— BEGIN —

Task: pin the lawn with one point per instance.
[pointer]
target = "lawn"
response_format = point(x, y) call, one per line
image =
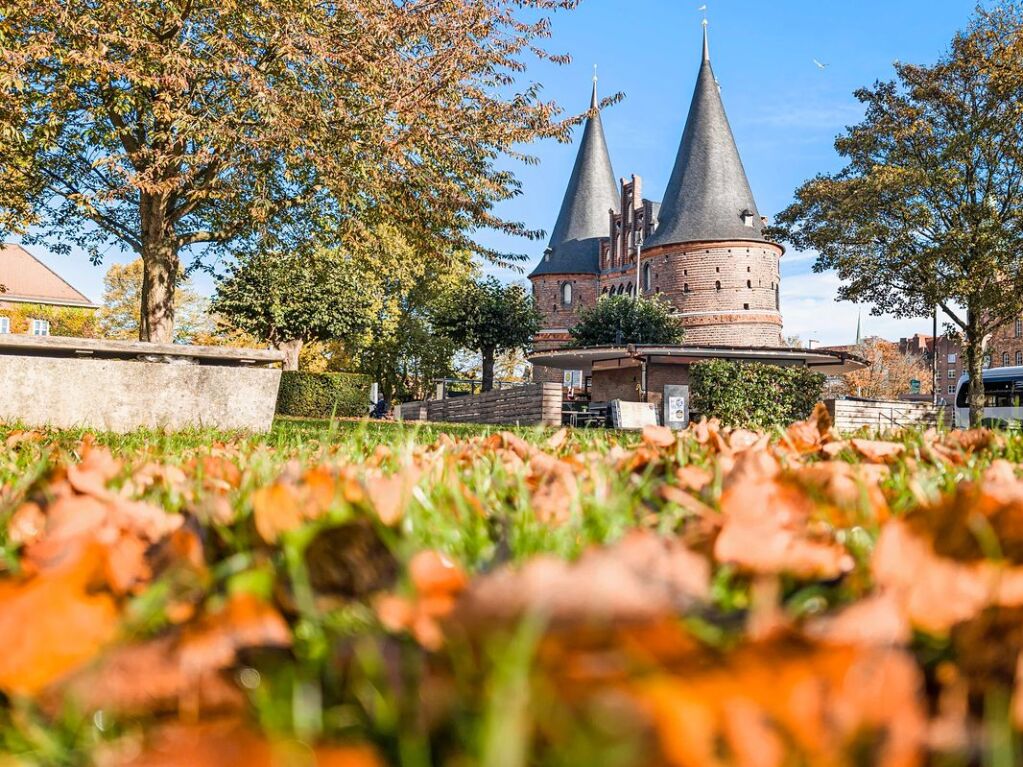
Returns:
point(368, 593)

— END —

Requirements: Rewrite the material above, changing every "lawn" to "grass" and keeping everything else the same. Omit the pictures.

Result of this exercise:
Task: pin the grass with one point per instance.
[pointer]
target = "grass"
response_format = point(x, y) call, one per line
image =
Returns:
point(368, 593)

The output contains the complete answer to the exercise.